Bill Gates says he warned us about the pandemic in his 2015 TED talk — but '90% of the views were after it was too late'
- Bill Gates said 90% of the views on his 2015 TED talk, in which he predicted a virus could kill millions, came "after it was too late."
- Gates spoke again on how to prevent against pandemics during the TED2022 conference in Vancouver on Tuesday.
Bill Gates gave a key note speech at the TED2022 conference on Tuesday, and referenced his 2015 talk in which he warned a pandemic was on the horizon, and we weren't ready for it.
Today, Gates said he hoped the current COVID-19 crisis would spur his audience at TED2022 in Vancouver, Canada to pay closer attention to his advice about how to prevent another pandemic wreaking similar havoc on society.
"When I was on this stage in 2015, I was one of many people who said we weren't ready and we needed to get ready. We didn't," Gates said. "The speech actually was watched by a lot of people, but 90% of the views were after it was too late."
In the 2015 talk, Gates said the world was "not ready for the next epidemic" and viruses pose the "greatest risk of global catastrophe" compared to other threats to humanity. A YouTube video of his 2015 presentation has garnered more than 36 million views so far.
"If anything kills over 10 million people over the next few decades, it's most likely to be a highly infectious virus rather than a war. Not missiles, but microbes," Gates said at the time.
The COVID-19 pandemic has caused more than 6 million deaths worldwide. The US has experienced the most deaths out of any nation at nearly 1 million.

Input data:
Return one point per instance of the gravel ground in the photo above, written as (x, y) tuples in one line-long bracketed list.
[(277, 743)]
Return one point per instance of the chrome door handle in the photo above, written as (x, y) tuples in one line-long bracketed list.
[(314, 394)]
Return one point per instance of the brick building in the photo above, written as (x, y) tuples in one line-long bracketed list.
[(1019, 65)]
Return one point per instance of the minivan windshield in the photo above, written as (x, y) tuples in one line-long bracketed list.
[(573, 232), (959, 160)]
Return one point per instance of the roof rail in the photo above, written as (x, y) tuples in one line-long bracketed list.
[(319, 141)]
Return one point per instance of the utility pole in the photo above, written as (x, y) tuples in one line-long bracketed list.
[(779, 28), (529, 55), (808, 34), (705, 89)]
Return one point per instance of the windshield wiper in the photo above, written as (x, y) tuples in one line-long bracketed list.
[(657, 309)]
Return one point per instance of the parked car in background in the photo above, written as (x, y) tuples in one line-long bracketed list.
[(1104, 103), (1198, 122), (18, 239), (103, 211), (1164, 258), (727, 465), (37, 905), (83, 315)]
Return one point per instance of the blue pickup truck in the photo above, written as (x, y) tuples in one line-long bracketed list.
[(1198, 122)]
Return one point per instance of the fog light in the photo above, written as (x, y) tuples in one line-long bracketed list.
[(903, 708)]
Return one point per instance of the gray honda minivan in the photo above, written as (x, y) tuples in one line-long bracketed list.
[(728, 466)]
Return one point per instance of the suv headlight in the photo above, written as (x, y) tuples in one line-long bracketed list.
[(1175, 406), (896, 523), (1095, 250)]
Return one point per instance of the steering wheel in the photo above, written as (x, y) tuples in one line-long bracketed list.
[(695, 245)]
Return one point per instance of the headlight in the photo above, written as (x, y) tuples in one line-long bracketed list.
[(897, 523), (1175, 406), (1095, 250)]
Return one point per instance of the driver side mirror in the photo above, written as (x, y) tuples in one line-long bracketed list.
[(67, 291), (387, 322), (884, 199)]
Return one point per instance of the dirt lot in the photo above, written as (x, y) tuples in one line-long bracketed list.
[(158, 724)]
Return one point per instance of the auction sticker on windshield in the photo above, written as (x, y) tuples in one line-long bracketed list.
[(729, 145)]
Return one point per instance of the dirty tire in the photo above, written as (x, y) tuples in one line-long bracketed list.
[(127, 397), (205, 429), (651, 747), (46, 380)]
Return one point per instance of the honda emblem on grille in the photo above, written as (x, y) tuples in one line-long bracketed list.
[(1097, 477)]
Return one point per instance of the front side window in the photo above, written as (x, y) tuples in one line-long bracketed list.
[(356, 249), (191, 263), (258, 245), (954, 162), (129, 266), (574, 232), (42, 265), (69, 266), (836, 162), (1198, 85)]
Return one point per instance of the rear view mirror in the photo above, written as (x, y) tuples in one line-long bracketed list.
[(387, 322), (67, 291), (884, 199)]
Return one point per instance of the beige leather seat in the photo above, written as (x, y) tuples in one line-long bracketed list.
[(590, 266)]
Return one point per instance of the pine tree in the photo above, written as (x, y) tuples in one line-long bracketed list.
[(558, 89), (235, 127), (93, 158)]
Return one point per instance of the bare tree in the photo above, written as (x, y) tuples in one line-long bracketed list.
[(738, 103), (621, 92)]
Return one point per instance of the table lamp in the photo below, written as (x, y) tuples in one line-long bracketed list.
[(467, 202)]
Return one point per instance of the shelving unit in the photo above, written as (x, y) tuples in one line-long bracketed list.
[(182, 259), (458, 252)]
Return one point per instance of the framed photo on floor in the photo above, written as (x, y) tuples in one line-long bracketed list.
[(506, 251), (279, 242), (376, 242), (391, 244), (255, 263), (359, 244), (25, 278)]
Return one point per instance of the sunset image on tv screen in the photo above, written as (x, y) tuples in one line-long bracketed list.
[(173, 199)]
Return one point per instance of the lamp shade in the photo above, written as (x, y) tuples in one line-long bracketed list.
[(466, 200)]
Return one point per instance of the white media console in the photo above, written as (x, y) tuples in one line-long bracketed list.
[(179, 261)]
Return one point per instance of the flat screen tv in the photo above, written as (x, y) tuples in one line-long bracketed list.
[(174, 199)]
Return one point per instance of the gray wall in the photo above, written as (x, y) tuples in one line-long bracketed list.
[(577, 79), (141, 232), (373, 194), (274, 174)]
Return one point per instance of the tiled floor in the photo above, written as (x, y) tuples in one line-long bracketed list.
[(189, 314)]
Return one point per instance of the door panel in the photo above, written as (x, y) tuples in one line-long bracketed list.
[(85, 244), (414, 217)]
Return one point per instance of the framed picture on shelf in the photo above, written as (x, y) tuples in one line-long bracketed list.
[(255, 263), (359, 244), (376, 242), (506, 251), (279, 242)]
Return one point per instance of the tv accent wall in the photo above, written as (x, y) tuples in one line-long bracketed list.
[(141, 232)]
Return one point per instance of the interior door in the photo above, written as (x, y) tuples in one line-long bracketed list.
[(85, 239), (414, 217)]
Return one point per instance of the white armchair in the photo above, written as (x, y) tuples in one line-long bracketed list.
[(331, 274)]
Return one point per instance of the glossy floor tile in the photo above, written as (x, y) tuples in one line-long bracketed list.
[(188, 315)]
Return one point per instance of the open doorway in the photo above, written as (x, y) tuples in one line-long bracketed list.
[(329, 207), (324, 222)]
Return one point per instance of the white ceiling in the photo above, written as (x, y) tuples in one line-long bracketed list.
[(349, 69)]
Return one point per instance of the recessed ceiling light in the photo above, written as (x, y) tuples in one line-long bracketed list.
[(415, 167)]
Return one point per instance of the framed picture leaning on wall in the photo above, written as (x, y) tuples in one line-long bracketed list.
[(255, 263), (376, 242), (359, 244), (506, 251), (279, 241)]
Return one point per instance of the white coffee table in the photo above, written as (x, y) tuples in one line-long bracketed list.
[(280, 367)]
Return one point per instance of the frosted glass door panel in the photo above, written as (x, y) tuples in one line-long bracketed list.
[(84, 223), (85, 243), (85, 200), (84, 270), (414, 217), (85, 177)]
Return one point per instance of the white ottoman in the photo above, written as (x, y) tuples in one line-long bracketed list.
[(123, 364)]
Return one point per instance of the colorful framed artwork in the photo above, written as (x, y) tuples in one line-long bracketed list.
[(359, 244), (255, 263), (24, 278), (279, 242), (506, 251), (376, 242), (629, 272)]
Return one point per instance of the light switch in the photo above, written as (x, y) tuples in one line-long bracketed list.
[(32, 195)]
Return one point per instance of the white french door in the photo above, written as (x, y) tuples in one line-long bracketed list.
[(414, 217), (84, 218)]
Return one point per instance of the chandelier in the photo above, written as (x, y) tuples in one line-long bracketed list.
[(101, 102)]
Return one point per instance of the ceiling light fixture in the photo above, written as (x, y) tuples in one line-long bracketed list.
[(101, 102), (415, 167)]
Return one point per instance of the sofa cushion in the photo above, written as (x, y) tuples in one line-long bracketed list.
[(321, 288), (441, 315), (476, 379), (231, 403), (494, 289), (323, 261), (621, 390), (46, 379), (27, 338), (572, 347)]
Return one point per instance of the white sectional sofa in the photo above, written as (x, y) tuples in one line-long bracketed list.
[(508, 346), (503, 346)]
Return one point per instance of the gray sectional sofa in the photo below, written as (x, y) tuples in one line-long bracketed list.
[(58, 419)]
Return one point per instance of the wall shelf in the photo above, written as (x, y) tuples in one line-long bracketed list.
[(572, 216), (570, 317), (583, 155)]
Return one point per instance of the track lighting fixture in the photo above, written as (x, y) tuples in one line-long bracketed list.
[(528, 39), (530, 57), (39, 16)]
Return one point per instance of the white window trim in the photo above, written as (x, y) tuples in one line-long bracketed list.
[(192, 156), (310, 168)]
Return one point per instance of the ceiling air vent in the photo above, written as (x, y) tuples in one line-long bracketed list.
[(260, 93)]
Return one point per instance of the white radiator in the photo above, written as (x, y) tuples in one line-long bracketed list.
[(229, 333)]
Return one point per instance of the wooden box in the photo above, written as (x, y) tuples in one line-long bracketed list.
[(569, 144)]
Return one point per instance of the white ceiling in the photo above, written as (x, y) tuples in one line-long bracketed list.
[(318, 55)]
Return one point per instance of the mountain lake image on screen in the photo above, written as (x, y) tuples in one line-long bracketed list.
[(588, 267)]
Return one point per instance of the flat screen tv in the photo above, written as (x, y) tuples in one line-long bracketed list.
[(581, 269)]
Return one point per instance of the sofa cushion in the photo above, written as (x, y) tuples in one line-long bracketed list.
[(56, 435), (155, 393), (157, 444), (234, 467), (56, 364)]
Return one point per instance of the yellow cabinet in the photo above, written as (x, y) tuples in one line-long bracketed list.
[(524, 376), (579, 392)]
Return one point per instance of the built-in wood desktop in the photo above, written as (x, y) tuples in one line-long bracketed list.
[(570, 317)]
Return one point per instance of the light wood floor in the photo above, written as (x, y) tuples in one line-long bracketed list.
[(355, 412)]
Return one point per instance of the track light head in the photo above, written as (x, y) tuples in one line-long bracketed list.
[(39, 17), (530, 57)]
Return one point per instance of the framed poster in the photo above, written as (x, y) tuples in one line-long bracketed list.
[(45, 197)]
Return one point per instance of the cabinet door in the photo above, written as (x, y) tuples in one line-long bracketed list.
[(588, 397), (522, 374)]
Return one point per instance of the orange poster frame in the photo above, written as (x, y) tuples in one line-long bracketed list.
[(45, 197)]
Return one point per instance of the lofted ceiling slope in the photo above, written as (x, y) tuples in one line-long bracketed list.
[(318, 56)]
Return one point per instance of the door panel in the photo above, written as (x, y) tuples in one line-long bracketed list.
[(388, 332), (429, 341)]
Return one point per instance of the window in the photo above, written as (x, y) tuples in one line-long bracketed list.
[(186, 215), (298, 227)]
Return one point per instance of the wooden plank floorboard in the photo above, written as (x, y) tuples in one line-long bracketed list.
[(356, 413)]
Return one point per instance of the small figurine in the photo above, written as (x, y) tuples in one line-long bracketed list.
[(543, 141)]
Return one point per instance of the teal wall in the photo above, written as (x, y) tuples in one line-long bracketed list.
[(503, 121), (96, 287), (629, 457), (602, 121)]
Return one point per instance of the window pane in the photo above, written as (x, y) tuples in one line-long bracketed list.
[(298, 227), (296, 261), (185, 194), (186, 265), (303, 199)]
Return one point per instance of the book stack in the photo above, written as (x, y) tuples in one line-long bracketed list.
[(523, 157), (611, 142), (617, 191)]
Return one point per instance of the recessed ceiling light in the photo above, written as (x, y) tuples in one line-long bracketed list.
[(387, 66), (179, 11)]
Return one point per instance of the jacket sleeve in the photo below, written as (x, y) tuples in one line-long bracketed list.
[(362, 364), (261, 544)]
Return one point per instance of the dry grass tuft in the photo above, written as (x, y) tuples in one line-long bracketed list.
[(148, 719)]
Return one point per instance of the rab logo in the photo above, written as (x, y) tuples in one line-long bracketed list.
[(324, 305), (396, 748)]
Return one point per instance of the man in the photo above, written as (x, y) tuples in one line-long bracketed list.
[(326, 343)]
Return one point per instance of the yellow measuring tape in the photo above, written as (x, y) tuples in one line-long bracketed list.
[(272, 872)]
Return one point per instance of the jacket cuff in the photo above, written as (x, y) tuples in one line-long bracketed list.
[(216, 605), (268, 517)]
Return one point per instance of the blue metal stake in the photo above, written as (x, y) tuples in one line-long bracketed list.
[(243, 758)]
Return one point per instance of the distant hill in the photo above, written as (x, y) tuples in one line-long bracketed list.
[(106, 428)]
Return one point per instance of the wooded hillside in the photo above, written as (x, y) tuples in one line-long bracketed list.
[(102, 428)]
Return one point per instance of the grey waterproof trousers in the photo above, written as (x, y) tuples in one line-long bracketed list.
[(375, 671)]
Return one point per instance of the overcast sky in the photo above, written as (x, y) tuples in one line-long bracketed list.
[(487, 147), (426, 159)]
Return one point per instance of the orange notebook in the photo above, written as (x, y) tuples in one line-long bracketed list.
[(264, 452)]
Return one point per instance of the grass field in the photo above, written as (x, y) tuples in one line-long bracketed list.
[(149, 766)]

Problem:
Continue the article about Bill Gates's pandemic warnings at TED, starting right after its last sentence.

Response area:
Though Gates urged governments to invest in healthcare and medicine technology in his 2015 talk, US cut funding to virus prevention agencies shortly after. The Trump administration shut down the entire global-health-security unit of the National Security Council and eliminated the US government's $30 million Complex Crises Fund.
"COVID, it's hard to overstate how awful it's been," Gates told his TED2022 audience. "It's increased the health inequities between the rich and the poor. Your survival depended partly on your income, your race, the neighborhood you lived in."
Later in the talk, Gates said rich countries should come together to implement systems that would help prevent the next large scale pandemic while the tragedy of COVID-19 is still fresh in our memory. So far, he said, world leaders have taken less action than he expected.
"After World War II, we did a lot, we created the United Nations," Gates said. "So far, the action has been less than I would've expected. I'd be stunned if we don't go forward with something pretty close to what I'm laying out."